══ Excerpted data

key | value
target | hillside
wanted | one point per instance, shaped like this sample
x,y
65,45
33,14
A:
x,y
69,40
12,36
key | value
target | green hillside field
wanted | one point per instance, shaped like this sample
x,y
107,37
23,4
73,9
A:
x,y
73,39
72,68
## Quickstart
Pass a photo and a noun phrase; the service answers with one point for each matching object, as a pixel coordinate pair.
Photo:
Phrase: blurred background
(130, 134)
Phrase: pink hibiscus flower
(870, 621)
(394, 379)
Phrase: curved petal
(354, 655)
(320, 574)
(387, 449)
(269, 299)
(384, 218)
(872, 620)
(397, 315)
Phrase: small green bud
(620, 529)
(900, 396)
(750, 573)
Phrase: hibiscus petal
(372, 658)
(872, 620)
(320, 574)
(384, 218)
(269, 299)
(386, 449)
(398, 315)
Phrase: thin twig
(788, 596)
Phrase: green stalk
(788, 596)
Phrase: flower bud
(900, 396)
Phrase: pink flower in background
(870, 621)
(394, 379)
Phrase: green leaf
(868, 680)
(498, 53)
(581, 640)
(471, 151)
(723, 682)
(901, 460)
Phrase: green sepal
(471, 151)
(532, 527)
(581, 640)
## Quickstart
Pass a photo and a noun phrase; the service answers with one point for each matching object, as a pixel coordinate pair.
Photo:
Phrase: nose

════

* **Problem description**: All records above must be set down exactly, please.

* **Solution**:
key | value
target | hillside
wanted | one point per instance, shaped like this sample
x,y
65,45
33,14
A:
x,y
69,40
12,36
key | value
target | green hillside field
wanted | one point per instance, shaped like this sample
x,y
107,37
23,4
73,9
A:
x,y
73,39
72,68
## Quickstart
Pass a photo and a noun phrase; the service answers with one point for each matching object, as a pixel coordinate pair.
Photo:
Phrase: blurred background
(130, 134)
Phrase: pink hibiscus flower
(870, 621)
(394, 379)
Phrase: curved petal
(354, 655)
(320, 574)
(387, 449)
(269, 299)
(384, 218)
(872, 620)
(397, 315)
Phrase: small green bud
(620, 529)
(900, 396)
(750, 573)
Phrase: hibiscus petal
(372, 658)
(872, 620)
(320, 574)
(384, 218)
(269, 299)
(386, 449)
(398, 315)
Phrase: thin twig
(788, 596)
Phrase: green stalk
(788, 596)
Phrase: flower bud
(900, 396)
Phrase: pink flower in background
(870, 621)
(394, 379)
Phrase: green leaf
(868, 680)
(498, 53)
(581, 640)
(471, 151)
(723, 682)
(901, 460)
Phrase: green sepal
(471, 151)
(532, 527)
(581, 640)
## Quickstart
Pass a photo and a noun phrase; the service answers with one point for each matching object, as a pixel coordinate pair.
Photo:
Phrase: nose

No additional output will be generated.